===== Provided records
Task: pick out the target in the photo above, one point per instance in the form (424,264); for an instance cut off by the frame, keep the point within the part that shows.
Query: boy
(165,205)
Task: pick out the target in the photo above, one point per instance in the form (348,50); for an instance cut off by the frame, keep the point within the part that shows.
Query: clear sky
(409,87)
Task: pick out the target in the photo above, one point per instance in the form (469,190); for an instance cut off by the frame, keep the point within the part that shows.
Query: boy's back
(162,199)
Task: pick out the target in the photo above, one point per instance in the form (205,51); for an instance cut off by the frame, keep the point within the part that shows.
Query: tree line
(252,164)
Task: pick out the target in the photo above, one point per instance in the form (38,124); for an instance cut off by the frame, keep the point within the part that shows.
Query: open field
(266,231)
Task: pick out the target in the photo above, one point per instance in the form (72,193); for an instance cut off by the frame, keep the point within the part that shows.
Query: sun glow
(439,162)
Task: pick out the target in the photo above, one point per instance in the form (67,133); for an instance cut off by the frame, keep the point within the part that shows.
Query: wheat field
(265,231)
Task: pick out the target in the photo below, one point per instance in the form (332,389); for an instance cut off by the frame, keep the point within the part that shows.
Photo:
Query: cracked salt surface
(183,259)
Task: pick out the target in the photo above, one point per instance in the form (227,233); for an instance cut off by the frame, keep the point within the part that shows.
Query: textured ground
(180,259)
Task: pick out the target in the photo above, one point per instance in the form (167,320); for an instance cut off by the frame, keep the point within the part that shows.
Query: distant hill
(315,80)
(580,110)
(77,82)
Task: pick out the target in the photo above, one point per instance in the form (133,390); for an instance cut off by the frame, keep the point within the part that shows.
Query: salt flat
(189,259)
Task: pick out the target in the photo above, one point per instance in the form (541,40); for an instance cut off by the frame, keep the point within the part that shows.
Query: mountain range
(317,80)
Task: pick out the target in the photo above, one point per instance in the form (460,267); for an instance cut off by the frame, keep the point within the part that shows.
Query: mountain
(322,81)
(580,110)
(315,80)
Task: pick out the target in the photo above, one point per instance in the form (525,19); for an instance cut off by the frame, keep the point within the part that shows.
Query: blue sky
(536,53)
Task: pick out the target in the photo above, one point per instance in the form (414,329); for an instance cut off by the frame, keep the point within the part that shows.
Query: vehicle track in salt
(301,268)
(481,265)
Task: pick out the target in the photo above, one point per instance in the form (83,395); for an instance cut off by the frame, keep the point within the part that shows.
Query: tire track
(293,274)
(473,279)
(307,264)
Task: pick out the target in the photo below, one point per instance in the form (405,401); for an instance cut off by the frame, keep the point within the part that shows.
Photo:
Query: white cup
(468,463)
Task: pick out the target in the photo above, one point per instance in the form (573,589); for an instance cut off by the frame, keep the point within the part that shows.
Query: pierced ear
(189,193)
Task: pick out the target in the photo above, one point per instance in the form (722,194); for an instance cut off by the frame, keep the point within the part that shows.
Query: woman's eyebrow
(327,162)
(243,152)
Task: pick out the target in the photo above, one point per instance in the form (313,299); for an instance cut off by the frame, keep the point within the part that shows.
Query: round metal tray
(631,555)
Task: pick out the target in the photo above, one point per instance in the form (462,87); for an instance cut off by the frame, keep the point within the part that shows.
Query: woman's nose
==========
## What this task involves
Rescale the lines from the one containing "the form (313,299);" through the end of the rows, writing them all out again with the requests included. Multiply every point coordinate in the answers by 0.35 and round to whole numbers, with halves rounded up.

## Solution to this task
Task: pick out the target in the photo above, one point per instance in the form (313,299); for an instance cut off by the frame, keep the point within the part that shows.
Query: round metal tray
(221,194)
Task: pick out the target in the photo above, one point per instance in the form (462,87); for an instance cut off by the frame, keep the point within the part that shows.
Query: woman's nose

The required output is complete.